_Prompt_
Return all entries precisely as they stand, without the images.

----

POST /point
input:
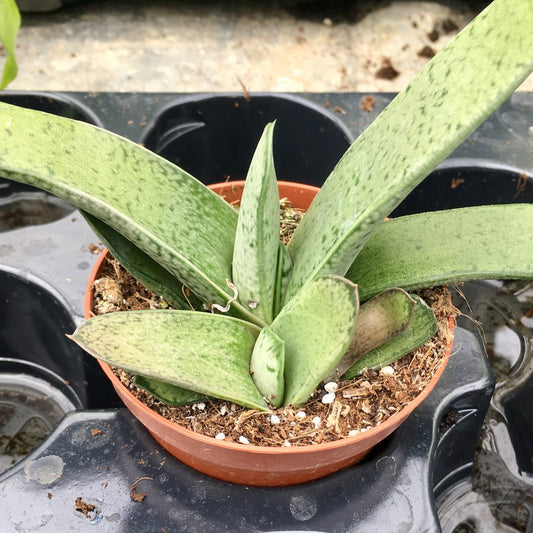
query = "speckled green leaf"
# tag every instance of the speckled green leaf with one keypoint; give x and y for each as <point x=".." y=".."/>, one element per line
<point x="267" y="365"/>
<point x="202" y="352"/>
<point x="317" y="326"/>
<point x="163" y="210"/>
<point x="139" y="264"/>
<point x="428" y="249"/>
<point x="421" y="328"/>
<point x="458" y="89"/>
<point x="379" y="320"/>
<point x="256" y="241"/>
<point x="9" y="27"/>
<point x="170" y="394"/>
<point x="283" y="270"/>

----

_Solution to the exercise_
POST /point
input:
query = "speckled green leaf"
# tag every instance of the speckled green leaf with one keypoint; give x and y for each as <point x=".." y=".."/>, one element per line
<point x="267" y="365"/>
<point x="202" y="352"/>
<point x="317" y="326"/>
<point x="163" y="210"/>
<point x="139" y="264"/>
<point x="428" y="249"/>
<point x="421" y="328"/>
<point x="458" y="89"/>
<point x="379" y="320"/>
<point x="256" y="241"/>
<point x="9" y="27"/>
<point x="170" y="394"/>
<point x="283" y="270"/>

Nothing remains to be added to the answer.